### DOCUMENT SEGMENT:
########

FEATURE: ADV vs ARM, A Tale of Two Lawsuits

Read about the history of ADV and ARM through an untold perspective

The opinions expressed in this article are those of the legal documents or otherwise the author of this article.

 

Otakon, 2007. Photo by Gerald Rathkolb


With the recent FUNimation vs. ADV, Sentai Filmworks, etc lawsuit, some may be wondering "How did this happen?" "How could ADV get into a position where they could owe FUNimation money?" "Is 8 million a realistic number?" Let's fill in a gap in history in a search for possible answers to these questions.

 

This is a summary of how we got here, of what happened between ADV and ARM, gathered from court documents from a lawsuit in April 2008 in the Harris County Court system that has gone unreported on.

 

 

First of all, a quick background. Who is ARM?  ARM was a subsidiary of JCI, Japan Content Investments. JCI was owned by Sojitz, the Development Bank of Japan, and KlockWorx.

In the middle of May 2006, ADV and ARM signed an agreement known as the "Strategic Alliance and Content Acquisition Facility Agreement." This agreement set up a system in which ARM would provide a line of credit equivalent to around 8.5 million USD and manpower to ADV to acquire new titles. ADV would do production work on the new licenses, release them, and repay ARM.

########

(Stored data entries)
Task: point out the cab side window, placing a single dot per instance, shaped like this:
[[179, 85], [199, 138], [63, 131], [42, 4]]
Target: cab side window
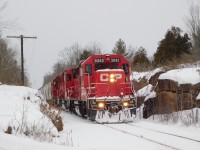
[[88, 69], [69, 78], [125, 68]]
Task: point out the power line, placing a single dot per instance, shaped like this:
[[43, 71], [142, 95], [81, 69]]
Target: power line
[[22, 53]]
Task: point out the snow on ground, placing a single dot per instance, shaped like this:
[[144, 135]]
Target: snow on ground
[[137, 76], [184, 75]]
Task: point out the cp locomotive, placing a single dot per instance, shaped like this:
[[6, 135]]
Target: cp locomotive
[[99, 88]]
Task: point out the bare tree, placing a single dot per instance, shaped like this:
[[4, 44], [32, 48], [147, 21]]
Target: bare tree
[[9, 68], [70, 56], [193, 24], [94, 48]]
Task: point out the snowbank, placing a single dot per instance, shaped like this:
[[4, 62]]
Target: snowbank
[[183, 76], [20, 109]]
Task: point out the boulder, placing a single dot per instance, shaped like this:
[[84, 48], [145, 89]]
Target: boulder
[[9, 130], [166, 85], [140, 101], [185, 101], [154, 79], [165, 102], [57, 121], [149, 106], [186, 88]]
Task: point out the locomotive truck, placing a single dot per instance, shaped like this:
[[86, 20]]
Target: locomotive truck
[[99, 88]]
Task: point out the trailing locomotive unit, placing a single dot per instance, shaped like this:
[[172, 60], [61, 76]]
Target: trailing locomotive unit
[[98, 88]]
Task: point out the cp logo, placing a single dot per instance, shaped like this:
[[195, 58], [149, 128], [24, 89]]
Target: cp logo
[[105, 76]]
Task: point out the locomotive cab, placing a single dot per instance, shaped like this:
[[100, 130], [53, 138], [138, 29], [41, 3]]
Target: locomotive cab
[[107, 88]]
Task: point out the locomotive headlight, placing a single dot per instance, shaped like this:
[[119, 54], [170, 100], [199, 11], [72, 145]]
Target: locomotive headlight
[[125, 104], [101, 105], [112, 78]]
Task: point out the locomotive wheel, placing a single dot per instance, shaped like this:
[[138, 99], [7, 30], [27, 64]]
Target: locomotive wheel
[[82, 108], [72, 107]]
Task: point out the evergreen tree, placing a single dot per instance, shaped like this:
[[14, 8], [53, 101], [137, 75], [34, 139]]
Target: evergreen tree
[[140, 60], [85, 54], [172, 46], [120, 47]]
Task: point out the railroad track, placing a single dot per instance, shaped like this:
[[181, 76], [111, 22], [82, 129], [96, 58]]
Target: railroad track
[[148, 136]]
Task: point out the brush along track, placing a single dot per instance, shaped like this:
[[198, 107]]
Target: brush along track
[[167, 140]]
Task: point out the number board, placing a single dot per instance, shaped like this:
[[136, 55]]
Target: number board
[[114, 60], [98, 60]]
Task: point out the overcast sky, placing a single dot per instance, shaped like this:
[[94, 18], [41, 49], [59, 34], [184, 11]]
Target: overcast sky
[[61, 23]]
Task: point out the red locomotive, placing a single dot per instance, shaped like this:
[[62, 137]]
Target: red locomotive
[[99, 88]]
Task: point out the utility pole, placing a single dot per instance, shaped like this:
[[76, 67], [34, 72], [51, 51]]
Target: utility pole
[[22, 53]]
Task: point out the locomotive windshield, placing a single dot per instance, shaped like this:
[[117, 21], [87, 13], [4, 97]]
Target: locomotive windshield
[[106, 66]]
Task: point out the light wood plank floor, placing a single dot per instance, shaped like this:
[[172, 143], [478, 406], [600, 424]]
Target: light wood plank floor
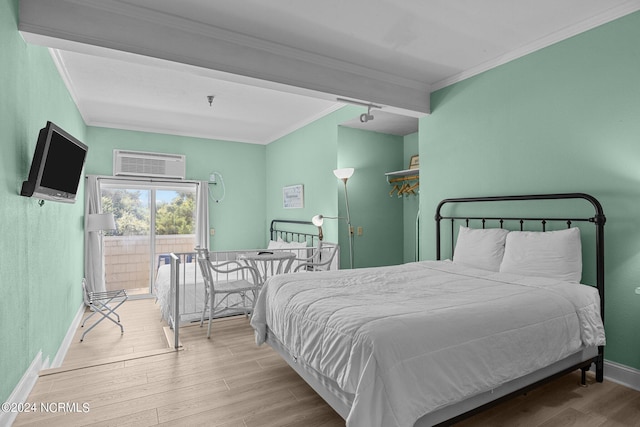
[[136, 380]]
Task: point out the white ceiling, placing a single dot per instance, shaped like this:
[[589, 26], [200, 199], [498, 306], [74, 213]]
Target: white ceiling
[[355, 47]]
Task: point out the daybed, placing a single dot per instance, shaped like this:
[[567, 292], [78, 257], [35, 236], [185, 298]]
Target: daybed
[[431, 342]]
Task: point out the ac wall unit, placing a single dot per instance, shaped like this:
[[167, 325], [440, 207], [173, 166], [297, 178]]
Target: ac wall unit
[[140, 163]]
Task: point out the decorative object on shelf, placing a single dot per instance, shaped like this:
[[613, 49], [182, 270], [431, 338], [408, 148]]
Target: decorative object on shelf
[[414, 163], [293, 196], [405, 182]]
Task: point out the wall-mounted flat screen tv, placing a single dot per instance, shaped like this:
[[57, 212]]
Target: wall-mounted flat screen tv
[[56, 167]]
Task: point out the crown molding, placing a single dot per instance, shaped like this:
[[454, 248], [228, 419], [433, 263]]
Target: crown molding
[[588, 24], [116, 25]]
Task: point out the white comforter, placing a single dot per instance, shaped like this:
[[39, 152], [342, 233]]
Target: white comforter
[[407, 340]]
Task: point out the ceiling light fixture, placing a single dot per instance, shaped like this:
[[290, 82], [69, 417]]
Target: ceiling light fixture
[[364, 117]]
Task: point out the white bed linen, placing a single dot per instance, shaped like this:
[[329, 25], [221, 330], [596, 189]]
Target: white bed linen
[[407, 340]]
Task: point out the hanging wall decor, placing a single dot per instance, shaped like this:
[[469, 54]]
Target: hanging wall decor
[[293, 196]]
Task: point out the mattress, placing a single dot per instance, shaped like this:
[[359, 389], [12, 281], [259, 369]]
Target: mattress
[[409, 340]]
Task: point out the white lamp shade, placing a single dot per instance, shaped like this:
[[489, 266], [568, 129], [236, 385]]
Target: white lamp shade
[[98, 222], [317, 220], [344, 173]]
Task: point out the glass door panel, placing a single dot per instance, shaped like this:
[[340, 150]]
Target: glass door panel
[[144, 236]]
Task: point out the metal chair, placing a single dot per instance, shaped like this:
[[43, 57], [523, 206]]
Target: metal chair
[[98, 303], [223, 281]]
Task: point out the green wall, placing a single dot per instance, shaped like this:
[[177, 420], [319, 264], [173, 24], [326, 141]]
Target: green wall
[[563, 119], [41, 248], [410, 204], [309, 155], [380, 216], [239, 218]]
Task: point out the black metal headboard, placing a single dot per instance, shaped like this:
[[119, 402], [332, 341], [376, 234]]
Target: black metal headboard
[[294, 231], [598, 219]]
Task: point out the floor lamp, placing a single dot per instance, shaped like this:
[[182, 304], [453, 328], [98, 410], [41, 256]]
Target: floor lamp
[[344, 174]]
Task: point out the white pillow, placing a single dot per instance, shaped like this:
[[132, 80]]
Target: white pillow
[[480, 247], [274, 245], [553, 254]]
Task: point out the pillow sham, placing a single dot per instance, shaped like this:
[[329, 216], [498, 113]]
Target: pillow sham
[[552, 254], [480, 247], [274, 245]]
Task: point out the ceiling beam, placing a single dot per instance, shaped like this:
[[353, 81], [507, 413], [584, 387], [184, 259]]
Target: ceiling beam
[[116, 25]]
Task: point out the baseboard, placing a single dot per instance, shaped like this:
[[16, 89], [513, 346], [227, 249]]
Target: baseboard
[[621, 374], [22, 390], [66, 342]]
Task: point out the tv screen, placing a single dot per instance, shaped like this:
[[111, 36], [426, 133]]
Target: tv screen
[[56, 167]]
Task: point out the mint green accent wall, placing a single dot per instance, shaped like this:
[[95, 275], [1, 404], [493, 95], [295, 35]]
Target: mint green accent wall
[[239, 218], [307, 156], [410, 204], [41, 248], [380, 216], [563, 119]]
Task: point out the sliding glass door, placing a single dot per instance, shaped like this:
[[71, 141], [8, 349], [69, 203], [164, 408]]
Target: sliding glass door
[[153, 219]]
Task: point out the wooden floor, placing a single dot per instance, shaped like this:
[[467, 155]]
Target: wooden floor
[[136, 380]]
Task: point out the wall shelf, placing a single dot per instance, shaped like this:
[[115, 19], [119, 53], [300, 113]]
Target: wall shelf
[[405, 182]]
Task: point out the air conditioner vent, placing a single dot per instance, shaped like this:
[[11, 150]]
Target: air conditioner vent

########

### WORK INSTRUCTIONS:
a – Write out the part of the ADV vs ARM feature starting at "The opinions expressed" and ending at "to these questions.".
b – Pick up the ADV vs ARM feature after its final sentence and keep writing it.
None of the material is required here.

### TASK RESULTS:
a –
The opinions expressed in this article are those of the legal documents or otherwise the author of this article.

 

Otakon, 2007. Photo by Gerald Rathkolb


With the recent FUNimation vs. ADV, Sentai Filmworks, etc lawsuit, some may be wondering "How did this happen?" "How could ADV get into a position where they could owe FUNimation money?" "Is 8 million a realistic number?" Let's fill in a gap in history in a search for possible answers to these questions.

b –
ARM could be compared to a credit card. ADV would use them to purchase titles and pay the balance back through sales and other monetization. However, unlike a credit card, the balance was not made to be paid in full immediately. ADV's payment plan for each title was set to start 6 months after each acquisition was made and continue monthly for 15 months. For ARM's services, an additional service fee was charged based on the outstanding balance. All the titles acquired under this agreement, the "ARM Titles" would be securities for this money, until the licensing fee for the title was paid in full.

However, this isn't all this agreement did. The agreement also allowed JCI to purchase stock in ADV and name people to high ranking positions within ADV, including a CFO and Chief Strategic Officer.

The first title was acquired under this agreement in June of 2006 and 40 titles were licensed under this agreement when all was said and done.

 

(ADV's booth at Anime Expo 2006, Original image by latca CC BY-NC-SA 2.0)

 

It is from here that the court documents begin their story:

 

In March of 2007, 10 months after the agreement was signed, for reasons not stated, ADV's revenues were low. ADV began an attempt to locate additional funds. However, ADV states in their claim that it wasn't ADV, but ARM and its parents that took control of this search. All of the potential deals are said to have fallen through by September of 2007.

 

In August of 2007, ADV failed to make its scheduled payment to ARM. ADV and ARM meet and ADV asks ARM to reschedule the payments. ARM agrees and in September of 2007, ADV and ARM sign the "Rescheduling Agreement."  The rescheduling agreement moves August, September and October's payments to November, December, and January respectively. As a result, in November of 2007, ADV would owe both August and November's payments. This rescheduling agreement also states that as of July 31st, 2007, ADV's liabilities exceeded its assets. As of July 31st, the total outstanding balance on licensing agreements was roughly 8.9 million dollars.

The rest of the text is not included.